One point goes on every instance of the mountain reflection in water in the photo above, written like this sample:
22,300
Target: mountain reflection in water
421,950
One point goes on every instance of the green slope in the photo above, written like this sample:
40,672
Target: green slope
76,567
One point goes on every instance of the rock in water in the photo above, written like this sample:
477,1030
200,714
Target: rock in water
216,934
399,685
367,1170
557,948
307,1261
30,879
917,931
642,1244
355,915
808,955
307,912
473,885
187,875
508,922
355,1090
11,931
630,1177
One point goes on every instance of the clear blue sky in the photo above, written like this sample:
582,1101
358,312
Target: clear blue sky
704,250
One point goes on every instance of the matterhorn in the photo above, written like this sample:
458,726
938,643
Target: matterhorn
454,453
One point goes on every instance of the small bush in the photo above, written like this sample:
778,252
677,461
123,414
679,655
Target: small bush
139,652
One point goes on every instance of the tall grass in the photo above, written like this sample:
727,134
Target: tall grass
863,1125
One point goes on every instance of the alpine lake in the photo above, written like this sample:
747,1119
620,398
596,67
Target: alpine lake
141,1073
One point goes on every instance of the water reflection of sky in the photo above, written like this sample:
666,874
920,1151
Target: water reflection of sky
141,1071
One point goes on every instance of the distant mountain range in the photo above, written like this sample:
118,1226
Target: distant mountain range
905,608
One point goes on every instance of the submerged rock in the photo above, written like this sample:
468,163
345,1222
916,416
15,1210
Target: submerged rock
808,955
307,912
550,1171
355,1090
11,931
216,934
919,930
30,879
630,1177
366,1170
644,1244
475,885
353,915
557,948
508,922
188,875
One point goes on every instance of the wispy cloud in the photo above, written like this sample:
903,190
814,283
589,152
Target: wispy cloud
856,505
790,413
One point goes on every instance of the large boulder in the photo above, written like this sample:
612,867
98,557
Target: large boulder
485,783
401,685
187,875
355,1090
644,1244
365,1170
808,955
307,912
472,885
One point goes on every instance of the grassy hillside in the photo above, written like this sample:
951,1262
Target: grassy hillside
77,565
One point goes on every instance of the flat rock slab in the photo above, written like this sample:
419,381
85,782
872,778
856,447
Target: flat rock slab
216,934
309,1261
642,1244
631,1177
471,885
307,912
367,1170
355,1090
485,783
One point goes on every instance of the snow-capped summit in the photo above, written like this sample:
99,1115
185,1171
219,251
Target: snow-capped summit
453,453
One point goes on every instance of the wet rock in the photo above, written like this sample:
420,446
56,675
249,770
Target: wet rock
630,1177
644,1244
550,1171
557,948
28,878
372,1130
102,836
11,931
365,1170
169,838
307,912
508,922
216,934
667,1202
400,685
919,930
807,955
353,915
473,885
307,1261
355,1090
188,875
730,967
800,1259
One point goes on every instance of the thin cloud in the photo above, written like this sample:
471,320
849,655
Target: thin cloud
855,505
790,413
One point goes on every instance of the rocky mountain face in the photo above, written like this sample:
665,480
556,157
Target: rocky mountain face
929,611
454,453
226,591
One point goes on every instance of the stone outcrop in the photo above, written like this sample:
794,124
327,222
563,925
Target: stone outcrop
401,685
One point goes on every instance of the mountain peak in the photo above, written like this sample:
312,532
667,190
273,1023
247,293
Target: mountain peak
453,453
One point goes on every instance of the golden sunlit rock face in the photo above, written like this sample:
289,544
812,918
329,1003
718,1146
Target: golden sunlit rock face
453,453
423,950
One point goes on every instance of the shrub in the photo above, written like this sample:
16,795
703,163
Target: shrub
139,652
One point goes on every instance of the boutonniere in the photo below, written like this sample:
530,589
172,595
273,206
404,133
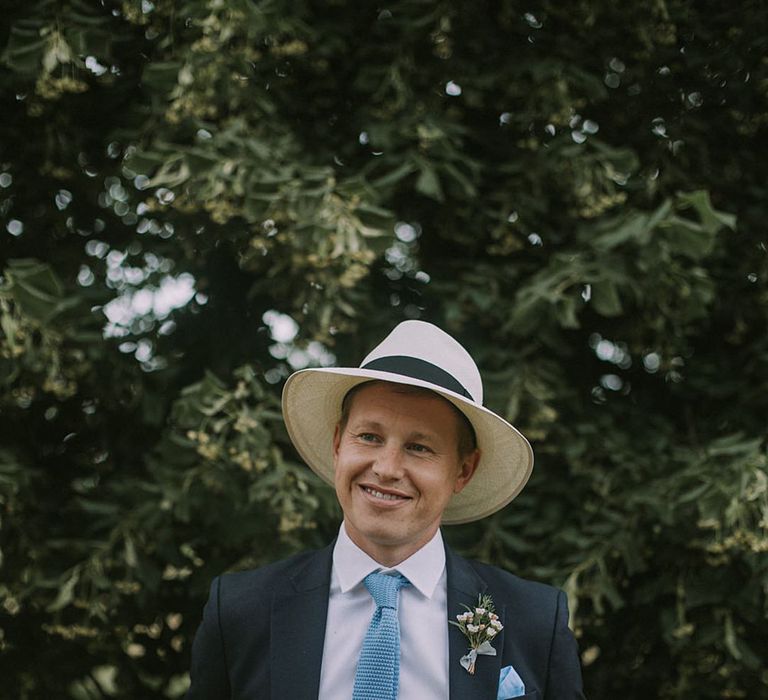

WHAT YOU NEED TO DO> Gather every line of the data above that contains the string "summit", treating uppercase and lowercase letters as different.

SOLVED EXERCISE>
One point goes on every instance of the snow-capped summit in the photo above, written like this sample:
Target: snow-capped summit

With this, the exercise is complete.